STATED TASK A:
In the mesh incidence excerpt, why does the row index array for the edges contain each index from 1 to 5 twice? Answer in one to three sentences.
STATED TASK B:
Please go on with the mesh incidence excerpt, picking up right after its final sentence about the transpose algorithm.

As there are five edges in the mesh and each edge is incident to two vertices the row index array for the edges will contain each index from \(1\) to \(5\) twice.

\[rows = \begin{bmatrix} 1 & 1 & 2 & 2 & 3 & 3 & 4 & 4 & 5 & 5 \end{bmatrix}\]

The column index array just consists of the indices given by the connectivity array flattened row-wise

\[cols = \begin{bmatrix} 1 & 2 & 1 & 3 & 2 & 3 & 2 & 4 & 3 & 4 \end{bmatrix}\]

and the data array is an array of \(1\)‘s with the same length as the row and column index arrays.

\[data = \begin{bmatrix} 1 & 1 & 1 & 1 & 1 & 1 & 1 & 1 & 1 & 1 \end{bmatrix}\]

Transpose

The transpose algorithm computes the incidence relation \(d \to d'\) for \(d < d'\) from \(d' \to d\).

GIVEN INFORMATION:
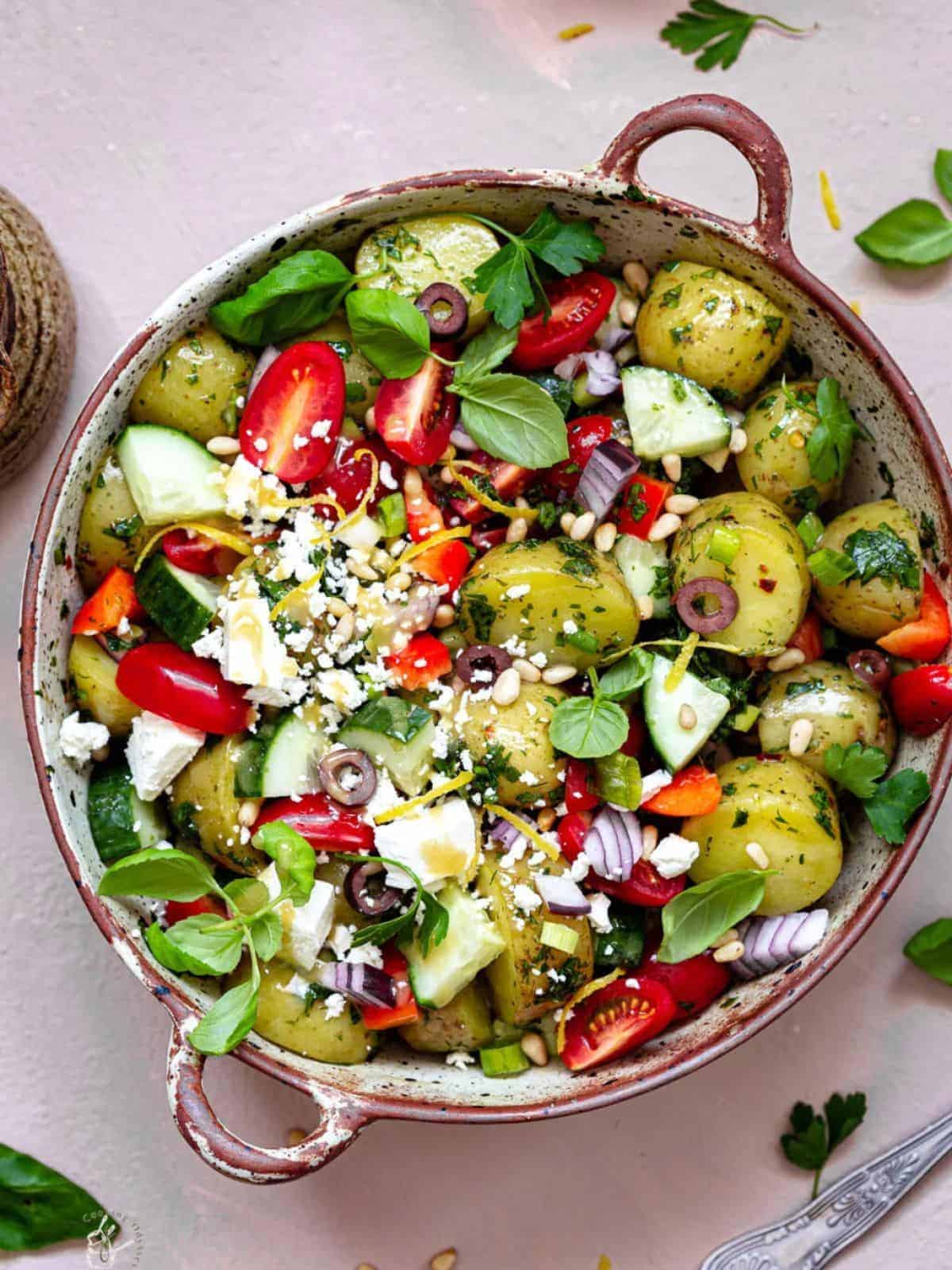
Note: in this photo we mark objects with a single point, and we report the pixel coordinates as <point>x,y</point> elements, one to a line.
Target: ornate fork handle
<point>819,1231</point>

RESULT A:
The mesh has five edges, and each edge is incident to two vertices. Every edge therefore contributes two entries, so each edge index from 1 to 5 appears twice in the row index array.

RESULT B:
This is the simplest and most straight forward of the algorithms. Assuming we already have the incidence matrix \(M_{d',d}\) for the relation \(d' \to d\) we get the incidence matrix \(M_{d,d'}\) simply by transposing

\[M_{d,d'} = M_{d',d}^{T}\]

For example, we already know the incident vertices to every mesh edge

\[M_{1,0} = \begin{pmatrix} 1 & 1 & 0 & 0 \\ 1 & 0 & 1 & 0 \\ 0 & 1 & 1 & 0 \\ 0 & 1 & 0 & 1 \\ 0 & 0 & 1 & 1 \end{pmatrix}.\]

If we now want to know the incident edges for every mesh vertex we just have to transpose this matrix to get

\[M_{1,0}^{T} = M_{0,1} = \begin{pmatrix} 1 & 1 & 0 & 0 & 0 \\ 1 & 0 & 1 & 1 & 0 \\ 0 & 1 & 1 & 0 & 1 \\ 0 & 0 & 0 & 1 & 1 \\ \end{pmatrix}.\]

where we can see for each of the four mesh vertices the edges that are incident to them.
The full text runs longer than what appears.